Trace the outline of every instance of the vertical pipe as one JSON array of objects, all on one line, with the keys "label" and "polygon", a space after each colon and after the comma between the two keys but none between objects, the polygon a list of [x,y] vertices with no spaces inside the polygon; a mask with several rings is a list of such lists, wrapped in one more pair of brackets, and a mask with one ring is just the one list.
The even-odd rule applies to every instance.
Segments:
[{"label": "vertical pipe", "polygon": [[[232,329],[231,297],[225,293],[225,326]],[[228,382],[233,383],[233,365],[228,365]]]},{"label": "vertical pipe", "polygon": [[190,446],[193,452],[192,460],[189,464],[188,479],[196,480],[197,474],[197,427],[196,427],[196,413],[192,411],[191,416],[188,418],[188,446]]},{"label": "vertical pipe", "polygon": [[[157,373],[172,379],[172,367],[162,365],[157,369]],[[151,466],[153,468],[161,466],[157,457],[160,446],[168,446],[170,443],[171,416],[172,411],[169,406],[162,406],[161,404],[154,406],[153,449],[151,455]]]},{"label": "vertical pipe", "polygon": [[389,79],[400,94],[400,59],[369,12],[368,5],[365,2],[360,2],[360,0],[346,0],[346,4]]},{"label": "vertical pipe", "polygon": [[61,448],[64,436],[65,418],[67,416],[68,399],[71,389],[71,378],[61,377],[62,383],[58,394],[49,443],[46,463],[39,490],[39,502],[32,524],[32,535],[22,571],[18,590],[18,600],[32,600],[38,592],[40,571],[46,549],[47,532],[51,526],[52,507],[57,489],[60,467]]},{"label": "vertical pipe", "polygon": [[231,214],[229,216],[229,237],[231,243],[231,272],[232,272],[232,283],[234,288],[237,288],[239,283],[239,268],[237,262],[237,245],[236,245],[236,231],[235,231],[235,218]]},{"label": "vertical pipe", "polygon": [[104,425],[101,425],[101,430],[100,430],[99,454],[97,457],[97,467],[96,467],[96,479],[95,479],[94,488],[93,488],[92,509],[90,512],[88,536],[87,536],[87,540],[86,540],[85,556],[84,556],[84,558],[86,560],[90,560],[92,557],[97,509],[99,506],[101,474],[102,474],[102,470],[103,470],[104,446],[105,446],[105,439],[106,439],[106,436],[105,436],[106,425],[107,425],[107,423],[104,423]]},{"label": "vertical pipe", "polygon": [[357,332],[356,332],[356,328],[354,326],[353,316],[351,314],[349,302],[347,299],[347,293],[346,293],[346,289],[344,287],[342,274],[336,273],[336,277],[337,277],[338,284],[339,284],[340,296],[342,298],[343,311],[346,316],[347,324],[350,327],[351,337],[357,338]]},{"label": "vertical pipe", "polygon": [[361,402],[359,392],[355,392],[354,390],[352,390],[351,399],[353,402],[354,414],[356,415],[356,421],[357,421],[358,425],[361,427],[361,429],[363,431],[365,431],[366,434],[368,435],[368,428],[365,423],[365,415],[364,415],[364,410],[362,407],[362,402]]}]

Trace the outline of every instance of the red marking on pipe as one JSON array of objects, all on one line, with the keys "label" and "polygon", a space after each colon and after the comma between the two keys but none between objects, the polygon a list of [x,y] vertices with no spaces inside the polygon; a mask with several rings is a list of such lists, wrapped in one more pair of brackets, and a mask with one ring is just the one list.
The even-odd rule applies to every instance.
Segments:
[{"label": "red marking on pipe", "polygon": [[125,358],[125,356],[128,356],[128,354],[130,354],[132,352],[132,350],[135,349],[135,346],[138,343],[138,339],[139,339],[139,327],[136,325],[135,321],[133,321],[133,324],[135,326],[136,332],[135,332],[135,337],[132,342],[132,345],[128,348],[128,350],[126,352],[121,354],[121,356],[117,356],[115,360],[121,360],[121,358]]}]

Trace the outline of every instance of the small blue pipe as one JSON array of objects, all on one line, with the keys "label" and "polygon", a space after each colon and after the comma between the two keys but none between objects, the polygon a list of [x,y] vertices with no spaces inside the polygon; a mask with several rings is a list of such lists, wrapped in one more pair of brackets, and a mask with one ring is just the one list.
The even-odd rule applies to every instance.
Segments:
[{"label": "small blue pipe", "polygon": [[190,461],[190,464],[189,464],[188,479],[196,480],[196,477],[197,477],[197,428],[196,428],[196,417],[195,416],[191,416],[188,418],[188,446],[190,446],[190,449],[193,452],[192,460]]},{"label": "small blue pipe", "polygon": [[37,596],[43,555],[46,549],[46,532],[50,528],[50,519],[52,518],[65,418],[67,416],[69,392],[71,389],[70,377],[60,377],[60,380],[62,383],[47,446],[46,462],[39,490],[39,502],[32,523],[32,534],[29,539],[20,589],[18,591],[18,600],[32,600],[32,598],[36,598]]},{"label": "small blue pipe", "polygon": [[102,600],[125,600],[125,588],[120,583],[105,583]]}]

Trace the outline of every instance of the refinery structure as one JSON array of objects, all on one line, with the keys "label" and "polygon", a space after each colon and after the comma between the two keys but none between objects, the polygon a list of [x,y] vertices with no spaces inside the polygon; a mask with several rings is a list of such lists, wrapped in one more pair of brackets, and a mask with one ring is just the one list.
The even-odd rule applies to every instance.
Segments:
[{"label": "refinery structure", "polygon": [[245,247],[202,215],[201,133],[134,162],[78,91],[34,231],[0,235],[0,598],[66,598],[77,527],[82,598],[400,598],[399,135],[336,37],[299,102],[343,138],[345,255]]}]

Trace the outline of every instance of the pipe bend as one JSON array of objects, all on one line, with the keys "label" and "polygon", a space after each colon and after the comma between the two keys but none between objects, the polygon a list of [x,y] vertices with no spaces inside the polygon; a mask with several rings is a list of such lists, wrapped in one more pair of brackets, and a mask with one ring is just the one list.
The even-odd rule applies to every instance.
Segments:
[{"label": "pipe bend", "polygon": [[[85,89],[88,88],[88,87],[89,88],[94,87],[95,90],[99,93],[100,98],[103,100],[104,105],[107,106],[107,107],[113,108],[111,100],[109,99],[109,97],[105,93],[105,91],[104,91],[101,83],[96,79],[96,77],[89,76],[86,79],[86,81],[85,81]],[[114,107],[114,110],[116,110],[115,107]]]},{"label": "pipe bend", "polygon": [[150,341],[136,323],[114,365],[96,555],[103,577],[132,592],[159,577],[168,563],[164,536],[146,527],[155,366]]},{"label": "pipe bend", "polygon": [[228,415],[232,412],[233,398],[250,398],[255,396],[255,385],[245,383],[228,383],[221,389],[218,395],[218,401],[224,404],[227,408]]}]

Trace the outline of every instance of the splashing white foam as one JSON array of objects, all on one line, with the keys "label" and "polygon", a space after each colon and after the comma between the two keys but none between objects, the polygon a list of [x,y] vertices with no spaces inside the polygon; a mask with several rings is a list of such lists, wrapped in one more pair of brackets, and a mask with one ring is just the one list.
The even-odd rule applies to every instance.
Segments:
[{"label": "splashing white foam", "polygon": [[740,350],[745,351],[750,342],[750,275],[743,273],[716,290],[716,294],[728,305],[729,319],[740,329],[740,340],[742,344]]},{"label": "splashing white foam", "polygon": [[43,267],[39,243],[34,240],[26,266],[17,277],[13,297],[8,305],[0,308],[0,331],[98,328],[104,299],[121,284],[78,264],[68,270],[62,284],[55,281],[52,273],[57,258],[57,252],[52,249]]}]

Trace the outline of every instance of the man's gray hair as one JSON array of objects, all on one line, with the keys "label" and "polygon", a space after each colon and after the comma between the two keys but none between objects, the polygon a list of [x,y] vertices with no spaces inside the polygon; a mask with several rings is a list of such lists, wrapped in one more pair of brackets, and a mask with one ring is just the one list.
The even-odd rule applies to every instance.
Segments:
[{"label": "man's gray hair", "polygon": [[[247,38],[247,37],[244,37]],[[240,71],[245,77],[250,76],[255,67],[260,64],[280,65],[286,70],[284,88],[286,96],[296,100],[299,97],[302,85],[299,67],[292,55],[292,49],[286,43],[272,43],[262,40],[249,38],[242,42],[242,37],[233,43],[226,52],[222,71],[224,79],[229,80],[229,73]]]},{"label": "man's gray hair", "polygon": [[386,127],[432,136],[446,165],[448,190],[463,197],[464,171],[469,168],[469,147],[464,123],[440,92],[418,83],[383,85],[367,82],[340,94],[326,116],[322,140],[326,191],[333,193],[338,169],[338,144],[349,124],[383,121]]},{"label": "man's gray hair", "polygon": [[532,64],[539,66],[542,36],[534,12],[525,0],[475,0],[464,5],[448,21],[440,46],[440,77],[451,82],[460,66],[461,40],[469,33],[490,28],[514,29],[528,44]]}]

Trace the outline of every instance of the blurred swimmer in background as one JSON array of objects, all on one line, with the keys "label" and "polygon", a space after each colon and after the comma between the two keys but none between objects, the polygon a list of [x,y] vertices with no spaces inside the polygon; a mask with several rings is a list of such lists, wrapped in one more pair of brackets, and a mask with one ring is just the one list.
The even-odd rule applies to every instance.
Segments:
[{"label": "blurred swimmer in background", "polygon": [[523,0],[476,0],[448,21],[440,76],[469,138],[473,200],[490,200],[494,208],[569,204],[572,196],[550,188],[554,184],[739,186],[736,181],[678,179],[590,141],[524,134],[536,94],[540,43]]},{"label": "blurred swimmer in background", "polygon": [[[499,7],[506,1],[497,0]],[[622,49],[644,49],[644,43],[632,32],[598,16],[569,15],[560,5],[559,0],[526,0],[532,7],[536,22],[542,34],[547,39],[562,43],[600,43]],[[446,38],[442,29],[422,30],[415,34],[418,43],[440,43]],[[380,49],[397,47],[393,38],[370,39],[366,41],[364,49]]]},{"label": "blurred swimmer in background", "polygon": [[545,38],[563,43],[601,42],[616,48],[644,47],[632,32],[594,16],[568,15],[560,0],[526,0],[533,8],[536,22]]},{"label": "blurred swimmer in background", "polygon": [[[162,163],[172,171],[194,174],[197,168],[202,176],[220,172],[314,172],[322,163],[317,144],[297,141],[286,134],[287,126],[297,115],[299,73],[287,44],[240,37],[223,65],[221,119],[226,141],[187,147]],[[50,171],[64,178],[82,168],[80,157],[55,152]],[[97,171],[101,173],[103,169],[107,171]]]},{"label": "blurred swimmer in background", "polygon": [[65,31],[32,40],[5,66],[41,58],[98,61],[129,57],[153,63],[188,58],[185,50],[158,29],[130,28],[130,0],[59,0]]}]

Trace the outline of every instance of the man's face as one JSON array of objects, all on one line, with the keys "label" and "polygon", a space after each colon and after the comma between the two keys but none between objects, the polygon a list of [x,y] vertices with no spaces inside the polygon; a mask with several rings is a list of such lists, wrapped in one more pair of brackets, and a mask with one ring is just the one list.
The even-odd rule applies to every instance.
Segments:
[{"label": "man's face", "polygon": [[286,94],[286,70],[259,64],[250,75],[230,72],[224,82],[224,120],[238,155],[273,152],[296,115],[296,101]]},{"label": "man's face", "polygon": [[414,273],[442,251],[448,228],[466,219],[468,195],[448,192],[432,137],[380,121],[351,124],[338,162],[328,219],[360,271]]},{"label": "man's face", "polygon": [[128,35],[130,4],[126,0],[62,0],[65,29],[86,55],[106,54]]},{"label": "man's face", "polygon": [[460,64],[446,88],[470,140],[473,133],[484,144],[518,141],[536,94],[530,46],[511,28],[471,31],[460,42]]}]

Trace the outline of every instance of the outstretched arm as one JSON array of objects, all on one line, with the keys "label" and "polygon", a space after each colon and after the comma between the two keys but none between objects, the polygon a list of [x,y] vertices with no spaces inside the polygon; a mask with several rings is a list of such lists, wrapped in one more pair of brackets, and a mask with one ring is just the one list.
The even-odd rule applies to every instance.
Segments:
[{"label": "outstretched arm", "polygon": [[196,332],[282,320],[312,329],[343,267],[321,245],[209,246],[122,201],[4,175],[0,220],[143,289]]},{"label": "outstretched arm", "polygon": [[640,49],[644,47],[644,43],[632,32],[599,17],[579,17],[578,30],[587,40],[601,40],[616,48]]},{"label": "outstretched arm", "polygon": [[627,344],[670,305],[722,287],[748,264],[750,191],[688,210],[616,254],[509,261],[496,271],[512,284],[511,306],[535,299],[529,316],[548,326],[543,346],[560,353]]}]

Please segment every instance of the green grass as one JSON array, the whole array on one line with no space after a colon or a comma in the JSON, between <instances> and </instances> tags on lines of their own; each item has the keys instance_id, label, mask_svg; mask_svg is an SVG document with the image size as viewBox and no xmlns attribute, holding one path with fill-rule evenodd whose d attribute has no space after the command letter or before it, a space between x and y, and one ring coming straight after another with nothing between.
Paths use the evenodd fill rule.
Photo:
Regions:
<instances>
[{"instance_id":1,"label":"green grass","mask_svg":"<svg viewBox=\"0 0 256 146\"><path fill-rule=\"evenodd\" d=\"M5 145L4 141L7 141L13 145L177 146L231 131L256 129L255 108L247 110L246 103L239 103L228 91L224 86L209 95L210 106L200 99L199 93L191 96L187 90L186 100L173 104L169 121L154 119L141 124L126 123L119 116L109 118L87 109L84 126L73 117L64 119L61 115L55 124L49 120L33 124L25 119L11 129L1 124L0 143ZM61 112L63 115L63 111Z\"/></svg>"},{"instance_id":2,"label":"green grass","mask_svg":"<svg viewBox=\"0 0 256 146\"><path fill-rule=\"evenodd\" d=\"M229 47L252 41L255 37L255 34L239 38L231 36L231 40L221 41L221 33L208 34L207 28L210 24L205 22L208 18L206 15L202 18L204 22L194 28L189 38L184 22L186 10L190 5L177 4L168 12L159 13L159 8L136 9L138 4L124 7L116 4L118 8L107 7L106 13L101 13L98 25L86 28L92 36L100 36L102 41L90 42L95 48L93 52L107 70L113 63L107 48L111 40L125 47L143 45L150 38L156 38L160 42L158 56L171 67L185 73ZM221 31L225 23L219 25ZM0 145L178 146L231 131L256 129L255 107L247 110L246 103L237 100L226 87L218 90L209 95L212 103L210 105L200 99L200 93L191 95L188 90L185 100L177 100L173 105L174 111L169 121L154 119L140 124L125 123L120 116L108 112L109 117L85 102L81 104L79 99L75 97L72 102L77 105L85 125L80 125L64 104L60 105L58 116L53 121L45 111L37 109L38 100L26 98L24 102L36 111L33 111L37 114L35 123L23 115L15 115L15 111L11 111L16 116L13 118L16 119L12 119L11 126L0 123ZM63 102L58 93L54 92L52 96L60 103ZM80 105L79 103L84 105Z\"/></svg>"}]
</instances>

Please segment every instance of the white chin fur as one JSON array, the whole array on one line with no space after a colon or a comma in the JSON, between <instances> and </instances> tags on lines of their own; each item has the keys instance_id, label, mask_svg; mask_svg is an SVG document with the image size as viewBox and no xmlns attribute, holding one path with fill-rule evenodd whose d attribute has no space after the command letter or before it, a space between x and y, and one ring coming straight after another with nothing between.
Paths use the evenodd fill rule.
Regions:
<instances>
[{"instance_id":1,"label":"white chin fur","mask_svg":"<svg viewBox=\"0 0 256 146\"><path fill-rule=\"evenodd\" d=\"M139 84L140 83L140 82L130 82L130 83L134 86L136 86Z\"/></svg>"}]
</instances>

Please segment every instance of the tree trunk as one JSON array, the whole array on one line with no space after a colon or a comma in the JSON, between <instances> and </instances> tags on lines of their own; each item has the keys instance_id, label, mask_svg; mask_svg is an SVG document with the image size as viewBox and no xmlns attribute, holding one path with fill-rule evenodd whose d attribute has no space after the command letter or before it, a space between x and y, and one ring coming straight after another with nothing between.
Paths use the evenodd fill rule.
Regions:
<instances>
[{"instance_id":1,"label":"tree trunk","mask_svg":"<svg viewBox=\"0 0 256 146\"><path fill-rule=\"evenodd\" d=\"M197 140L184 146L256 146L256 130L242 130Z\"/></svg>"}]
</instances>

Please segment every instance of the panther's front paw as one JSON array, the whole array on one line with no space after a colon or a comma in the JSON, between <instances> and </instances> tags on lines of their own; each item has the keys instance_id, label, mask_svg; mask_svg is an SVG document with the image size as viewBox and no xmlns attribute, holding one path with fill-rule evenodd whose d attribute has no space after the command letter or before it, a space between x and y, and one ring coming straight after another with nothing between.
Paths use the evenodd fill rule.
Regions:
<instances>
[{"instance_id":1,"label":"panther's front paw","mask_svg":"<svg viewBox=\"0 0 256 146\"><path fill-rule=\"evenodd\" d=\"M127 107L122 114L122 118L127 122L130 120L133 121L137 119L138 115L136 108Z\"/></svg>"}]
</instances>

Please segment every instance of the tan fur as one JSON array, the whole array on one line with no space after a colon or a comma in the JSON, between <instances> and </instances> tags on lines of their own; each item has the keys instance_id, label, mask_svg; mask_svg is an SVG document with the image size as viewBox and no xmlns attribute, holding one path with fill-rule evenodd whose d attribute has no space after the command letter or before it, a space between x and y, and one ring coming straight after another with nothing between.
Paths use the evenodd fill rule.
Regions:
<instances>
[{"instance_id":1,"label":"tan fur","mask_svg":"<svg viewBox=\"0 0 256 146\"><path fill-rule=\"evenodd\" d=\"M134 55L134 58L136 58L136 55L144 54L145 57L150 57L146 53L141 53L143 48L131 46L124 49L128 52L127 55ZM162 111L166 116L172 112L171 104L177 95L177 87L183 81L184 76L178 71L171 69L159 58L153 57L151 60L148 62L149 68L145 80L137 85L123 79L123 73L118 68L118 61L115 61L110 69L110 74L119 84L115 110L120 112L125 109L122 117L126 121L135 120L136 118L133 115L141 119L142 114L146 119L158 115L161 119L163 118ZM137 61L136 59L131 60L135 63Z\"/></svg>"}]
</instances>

**TASK TO COMPLETE:** Please extract exactly, and only, the lines from the line containing "Please segment every instance of the tan" through the last line of the records.

**FULL RESPONSE:**
Please segment every instance of the tan fur as one JSON array, the whole array on one line with no space after a colon or a comma in the JSON, between <instances> and </instances> tags on lines of their own; each item has the keys instance_id, label, mask_svg; mask_svg is an SVG document with the image size as viewBox and no xmlns attribute, holding one path with fill-rule evenodd whose d attribute has no space after the command letter or before it, a space between x and y, and one ring coming straight after another with nothing between.
Paths use the evenodd fill rule.
Regions:
<instances>
[{"instance_id":1,"label":"tan fur","mask_svg":"<svg viewBox=\"0 0 256 146\"><path fill-rule=\"evenodd\" d=\"M134 55L134 58L136 58L136 55L144 54L145 57L150 57L146 53L141 53L143 48L131 46L124 49L128 52L127 55ZM162 111L166 116L172 112L171 104L177 95L177 87L183 81L184 76L178 71L171 69L159 58L153 57L151 60L148 62L149 68L145 80L137 85L123 79L123 73L118 68L118 61L115 61L110 69L110 74L119 84L115 110L120 112L125 109L122 117L126 121L135 120L136 118L133 115L141 119L142 114L146 119L158 115L161 119L163 118ZM137 61L136 59L131 60L135 63Z\"/></svg>"}]
</instances>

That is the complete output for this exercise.